Led by growth from The North Face, Vans and 7 For All Mankind, and higher margins resulting from its owned-retail expansion, VF Corp. wrapped a better-than-expected fourth quarter and forecast profitable growth in 2010.  Still, overall Q4 earnings declined 42.2% to $66.9 million, or 60 cents per share, for the period after a one-time charge to reduce the value of goodwill related to its Nautica, Reef and lucy brands.


VFCs overall revenues inched up 0.2% to $1.92 billion in Q4. Excluding a 2008 cost-reduction charge and adjusting 2009 earnings for higher pension, foreign currency and impairment impacts, Q4 earnings climbed 28% to $1.62 a share. Better-than-expected performances by the Outdoor & Action Sports, Jeanswear America, Sportswear and Imagewear coalitions helped VF exceed Wall Streets consensus EPS estimates for the period.  But the quarter included a $114.4 million after-tax impairment charge because results for Nautica, lucy and Reef have been below VFC expectations since each was acquired.

 


 

Outdoor & Action Sports Coalition revenues grew 8.2% to $730.9 million in the fourth quarter. The North Face and Vans grew 7% and 14%, respectively, in Q4. Revenues in the Americas rose 4%, while International was up 9% in constant dollars, led by exceptionally strong growth in Asia.  The Coalitions Direct-to-Consumer business rose 21% in the quarter. Operating income soared 45% to $147 million with operating margins hitting 20%. Prior year results included $8.2 million in cost-reduction expenses. For the full year, Coalition revenues inched up 0.4% to $2.75 billion and operating earnings climbed 11.9% to $508.3 million.

 

Asked about the lucy vertical retail business, CEO Eric Wiseman said the brand was reassigned to its Outdoor coalition this past fall to leverage that divisions expertise in technical performance. We still think women’s activewear, particularly yoga-inspired activewear, is a viable proposition, and we are committed to its future, he said.
Wiseman said Reef is already benefiting from a substantial organizational restructuring conducted last year.
+--
Task list:
• a. In the VF Corp. earnings article, do statements (i) through (iii) agree with the text? Answer yes or no for each and quote the words that decide it. (i) Overall revenues fell in the fourth quarter. (ii) Vans grew faster than The North Face in the fourth quarter. (iii) The lucy brand was moved to the Outdoor coalition.
• b. According to the VF Corp. earnings article, why did the fourth quarter include a $114.4 million after-tax impairment charge? Answer in one to three sentences.

Data shown:
+--
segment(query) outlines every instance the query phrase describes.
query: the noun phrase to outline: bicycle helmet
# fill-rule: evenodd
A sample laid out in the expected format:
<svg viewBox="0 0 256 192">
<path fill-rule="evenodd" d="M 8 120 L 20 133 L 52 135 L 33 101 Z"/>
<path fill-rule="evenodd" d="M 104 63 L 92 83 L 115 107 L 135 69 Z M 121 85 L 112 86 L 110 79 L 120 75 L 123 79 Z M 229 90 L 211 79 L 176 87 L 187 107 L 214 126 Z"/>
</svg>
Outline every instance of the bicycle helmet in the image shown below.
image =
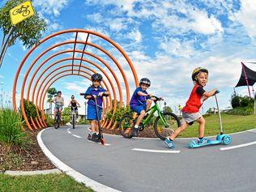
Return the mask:
<svg viewBox="0 0 256 192">
<path fill-rule="evenodd" d="M 102 81 L 102 75 L 100 74 L 96 73 L 92 75 L 92 81 Z"/>
<path fill-rule="evenodd" d="M 191 77 L 192 77 L 192 80 L 193 81 L 197 80 L 197 79 L 195 79 L 195 77 L 199 72 L 204 72 L 204 73 L 208 74 L 208 70 L 207 69 L 203 68 L 203 67 L 197 67 L 192 72 L 192 76 Z"/>
<path fill-rule="evenodd" d="M 149 80 L 147 78 L 143 78 L 143 79 L 141 79 L 140 81 L 139 81 L 139 85 L 140 85 L 141 83 L 147 84 L 147 85 L 148 85 L 148 87 L 149 87 L 150 84 L 151 84 L 151 82 L 150 82 L 150 80 Z"/>
</svg>

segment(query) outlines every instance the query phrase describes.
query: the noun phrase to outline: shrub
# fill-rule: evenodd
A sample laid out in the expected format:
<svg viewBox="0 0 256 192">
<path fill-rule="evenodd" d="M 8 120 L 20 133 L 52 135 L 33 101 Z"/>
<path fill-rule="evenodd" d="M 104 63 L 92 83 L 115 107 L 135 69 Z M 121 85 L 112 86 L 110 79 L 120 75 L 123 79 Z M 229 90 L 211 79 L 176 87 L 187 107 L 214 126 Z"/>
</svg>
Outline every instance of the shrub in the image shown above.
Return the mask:
<svg viewBox="0 0 256 192">
<path fill-rule="evenodd" d="M 231 99 L 231 105 L 233 109 L 240 106 L 240 96 L 234 96 Z"/>
<path fill-rule="evenodd" d="M 0 143 L 8 146 L 26 149 L 32 143 L 28 134 L 21 130 L 23 125 L 19 113 L 10 109 L 0 110 Z"/>
</svg>

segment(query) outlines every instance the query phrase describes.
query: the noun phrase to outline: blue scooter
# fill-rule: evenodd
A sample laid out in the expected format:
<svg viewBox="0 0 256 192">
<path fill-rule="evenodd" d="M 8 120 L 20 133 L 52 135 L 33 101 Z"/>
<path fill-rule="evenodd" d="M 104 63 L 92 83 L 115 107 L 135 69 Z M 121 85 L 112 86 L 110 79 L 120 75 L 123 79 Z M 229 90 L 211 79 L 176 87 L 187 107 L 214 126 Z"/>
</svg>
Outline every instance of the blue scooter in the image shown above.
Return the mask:
<svg viewBox="0 0 256 192">
<path fill-rule="evenodd" d="M 203 146 L 207 146 L 207 145 L 216 145 L 216 144 L 220 144 L 223 143 L 224 145 L 228 145 L 232 142 L 232 139 L 229 135 L 224 134 L 223 132 L 223 127 L 222 127 L 222 121 L 221 121 L 221 116 L 220 116 L 220 111 L 219 109 L 219 105 L 218 105 L 218 100 L 217 100 L 217 93 L 219 93 L 220 91 L 218 90 L 216 92 L 216 94 L 215 95 L 215 100 L 216 100 L 216 105 L 218 109 L 218 113 L 219 113 L 219 119 L 220 119 L 220 134 L 217 135 L 215 140 L 212 140 L 209 143 L 203 143 L 203 144 L 198 144 L 197 141 L 192 140 L 189 143 L 189 148 L 198 148 L 201 147 Z"/>
</svg>

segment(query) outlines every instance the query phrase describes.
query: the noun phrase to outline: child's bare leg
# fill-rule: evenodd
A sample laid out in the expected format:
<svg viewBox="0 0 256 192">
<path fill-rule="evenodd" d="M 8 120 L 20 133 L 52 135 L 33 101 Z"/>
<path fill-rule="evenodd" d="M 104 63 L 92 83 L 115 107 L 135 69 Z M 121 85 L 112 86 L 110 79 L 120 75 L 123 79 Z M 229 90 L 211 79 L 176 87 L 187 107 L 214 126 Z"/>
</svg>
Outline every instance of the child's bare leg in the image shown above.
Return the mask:
<svg viewBox="0 0 256 192">
<path fill-rule="evenodd" d="M 150 107 L 151 106 L 151 104 L 152 104 L 152 100 L 147 100 L 147 108 L 146 108 L 146 111 L 147 111 Z"/>
<path fill-rule="evenodd" d="M 174 133 L 169 137 L 170 139 L 173 141 L 175 139 L 175 138 L 183 130 L 185 130 L 188 127 L 189 124 L 185 122 L 184 123 L 181 124 L 181 126 L 179 126 Z"/>
<path fill-rule="evenodd" d="M 95 122 L 96 122 L 96 120 L 92 120 L 91 122 L 92 132 L 96 132 Z"/>
<path fill-rule="evenodd" d="M 95 121 L 95 130 L 99 133 L 98 122 Z"/>
<path fill-rule="evenodd" d="M 145 113 L 144 110 L 143 110 L 143 111 L 140 112 L 140 114 L 139 115 L 139 117 L 138 117 L 138 118 L 137 118 L 137 122 L 136 122 L 136 124 L 135 124 L 136 126 L 139 126 L 139 125 L 141 120 L 144 117 L 145 114 L 146 114 L 146 113 Z"/>
<path fill-rule="evenodd" d="M 197 122 L 199 123 L 198 138 L 203 138 L 205 130 L 205 120 L 203 117 L 201 117 L 197 120 Z"/>
</svg>

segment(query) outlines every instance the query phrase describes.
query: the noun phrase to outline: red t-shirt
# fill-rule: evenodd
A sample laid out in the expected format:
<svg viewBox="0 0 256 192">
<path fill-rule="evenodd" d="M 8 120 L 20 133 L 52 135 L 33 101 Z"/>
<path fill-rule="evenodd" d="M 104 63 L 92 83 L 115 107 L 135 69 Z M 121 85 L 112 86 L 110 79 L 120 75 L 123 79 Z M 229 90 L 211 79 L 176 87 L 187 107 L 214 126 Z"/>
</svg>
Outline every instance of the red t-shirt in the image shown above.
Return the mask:
<svg viewBox="0 0 256 192">
<path fill-rule="evenodd" d="M 186 106 L 182 109 L 183 112 L 197 113 L 199 112 L 200 107 L 203 105 L 203 94 L 205 92 L 201 85 L 196 84 L 194 86 L 189 100 L 186 103 Z"/>
</svg>

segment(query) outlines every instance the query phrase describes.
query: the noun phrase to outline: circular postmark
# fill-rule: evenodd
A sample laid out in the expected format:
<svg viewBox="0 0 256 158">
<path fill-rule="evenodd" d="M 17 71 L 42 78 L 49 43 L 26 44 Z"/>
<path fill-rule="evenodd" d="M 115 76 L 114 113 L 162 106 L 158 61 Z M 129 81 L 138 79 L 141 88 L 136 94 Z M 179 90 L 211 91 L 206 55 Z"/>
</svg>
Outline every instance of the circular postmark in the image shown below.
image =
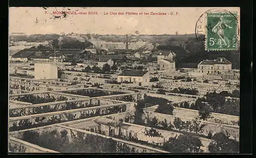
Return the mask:
<svg viewBox="0 0 256 158">
<path fill-rule="evenodd" d="M 196 37 L 207 51 L 237 50 L 239 39 L 238 13 L 212 9 L 201 15 L 196 23 Z"/>
</svg>

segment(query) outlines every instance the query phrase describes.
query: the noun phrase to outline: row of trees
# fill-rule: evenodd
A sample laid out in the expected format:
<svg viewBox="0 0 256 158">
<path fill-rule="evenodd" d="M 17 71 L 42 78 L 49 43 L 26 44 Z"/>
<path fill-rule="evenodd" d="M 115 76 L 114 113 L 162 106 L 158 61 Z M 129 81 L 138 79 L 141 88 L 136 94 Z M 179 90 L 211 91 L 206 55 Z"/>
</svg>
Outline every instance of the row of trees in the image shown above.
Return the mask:
<svg viewBox="0 0 256 158">
<path fill-rule="evenodd" d="M 76 114 L 62 114 L 53 115 L 48 119 L 45 117 L 39 117 L 35 118 L 35 122 L 33 123 L 29 119 L 21 120 L 17 122 L 14 122 L 9 128 L 9 131 L 17 131 L 25 129 L 41 127 L 59 123 L 67 121 L 72 121 L 77 119 L 82 119 L 89 117 L 99 116 L 108 115 L 124 112 L 126 110 L 126 105 L 115 106 L 106 108 L 97 108 L 95 111 L 93 110 L 90 111 L 81 111 L 79 117 Z"/>
<path fill-rule="evenodd" d="M 116 91 L 104 91 L 100 89 L 81 89 L 72 91 L 65 91 L 63 93 L 76 95 L 96 97 L 109 95 L 125 94 L 124 92 Z"/>
<path fill-rule="evenodd" d="M 33 95 L 20 96 L 16 98 L 12 99 L 17 101 L 31 103 L 33 104 L 40 104 L 48 102 L 53 102 L 55 101 L 68 100 L 68 98 L 63 96 L 54 97 L 48 94 L 45 97 L 39 96 L 35 96 Z"/>
<path fill-rule="evenodd" d="M 34 131 L 25 131 L 24 140 L 44 148 L 63 153 L 129 153 L 138 152 L 135 148 L 117 142 L 111 139 L 77 131 L 75 134 L 63 130 L 46 131 L 41 134 Z"/>
</svg>

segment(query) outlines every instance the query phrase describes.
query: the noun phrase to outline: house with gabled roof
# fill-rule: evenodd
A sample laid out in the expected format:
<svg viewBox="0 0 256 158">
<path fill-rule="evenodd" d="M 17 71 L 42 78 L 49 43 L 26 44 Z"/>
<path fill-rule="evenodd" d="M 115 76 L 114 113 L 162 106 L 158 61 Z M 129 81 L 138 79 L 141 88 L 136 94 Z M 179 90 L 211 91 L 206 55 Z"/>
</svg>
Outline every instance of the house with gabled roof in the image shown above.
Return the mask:
<svg viewBox="0 0 256 158">
<path fill-rule="evenodd" d="M 117 81 L 126 81 L 130 83 L 138 83 L 139 86 L 147 85 L 150 83 L 150 72 L 142 70 L 123 70 L 117 76 Z"/>
<path fill-rule="evenodd" d="M 198 72 L 208 75 L 225 74 L 231 70 L 232 63 L 225 58 L 204 60 L 198 65 Z"/>
<path fill-rule="evenodd" d="M 159 61 L 160 70 L 175 70 L 175 62 L 168 59 L 160 59 Z"/>
<path fill-rule="evenodd" d="M 157 54 L 157 63 L 161 59 L 167 59 L 173 60 L 174 57 L 176 55 L 172 51 L 160 51 Z"/>
</svg>

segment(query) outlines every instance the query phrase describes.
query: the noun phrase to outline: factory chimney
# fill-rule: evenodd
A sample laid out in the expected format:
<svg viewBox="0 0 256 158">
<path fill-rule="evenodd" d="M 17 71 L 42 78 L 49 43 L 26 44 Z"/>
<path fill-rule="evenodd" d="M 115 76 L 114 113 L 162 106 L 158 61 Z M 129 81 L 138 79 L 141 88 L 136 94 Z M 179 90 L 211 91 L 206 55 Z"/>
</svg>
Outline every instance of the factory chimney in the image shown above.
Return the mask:
<svg viewBox="0 0 256 158">
<path fill-rule="evenodd" d="M 125 42 L 125 49 L 128 50 L 128 34 L 126 34 L 126 41 Z"/>
</svg>

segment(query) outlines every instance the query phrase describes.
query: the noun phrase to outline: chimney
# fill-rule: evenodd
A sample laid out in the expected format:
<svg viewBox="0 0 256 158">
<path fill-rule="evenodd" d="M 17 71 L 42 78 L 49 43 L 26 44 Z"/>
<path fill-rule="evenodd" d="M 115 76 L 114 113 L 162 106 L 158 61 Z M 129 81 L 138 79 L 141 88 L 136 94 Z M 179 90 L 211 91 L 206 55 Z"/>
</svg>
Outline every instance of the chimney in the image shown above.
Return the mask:
<svg viewBox="0 0 256 158">
<path fill-rule="evenodd" d="M 125 42 L 125 49 L 128 50 L 128 34 L 126 34 L 126 42 Z"/>
</svg>

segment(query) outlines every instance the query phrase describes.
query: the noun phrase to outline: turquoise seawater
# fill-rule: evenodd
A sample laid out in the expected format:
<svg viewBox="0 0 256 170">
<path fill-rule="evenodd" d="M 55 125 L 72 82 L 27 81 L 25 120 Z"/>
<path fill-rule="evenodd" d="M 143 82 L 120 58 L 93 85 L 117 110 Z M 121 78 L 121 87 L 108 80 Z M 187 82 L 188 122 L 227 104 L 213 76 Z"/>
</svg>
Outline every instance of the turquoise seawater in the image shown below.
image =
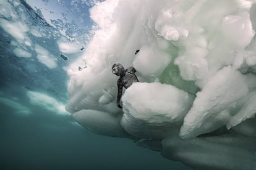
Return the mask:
+--
Task-by-task outputs:
• a.
(i) No: "overall revenues inched up 0.2% to $1.92 billion in Q4"
(ii) Yes: "The North Face and Vans grew 7% and 14%, respectively, in Q4."
(iii) Yes: "the brand was reassigned to its Outdoor coalition this past fall"

• b. The charge was taken because results for Nautica, lucy and Reef had been below the company's expectations since each brand was acquired. It reduced the value of goodwill related to those three brands.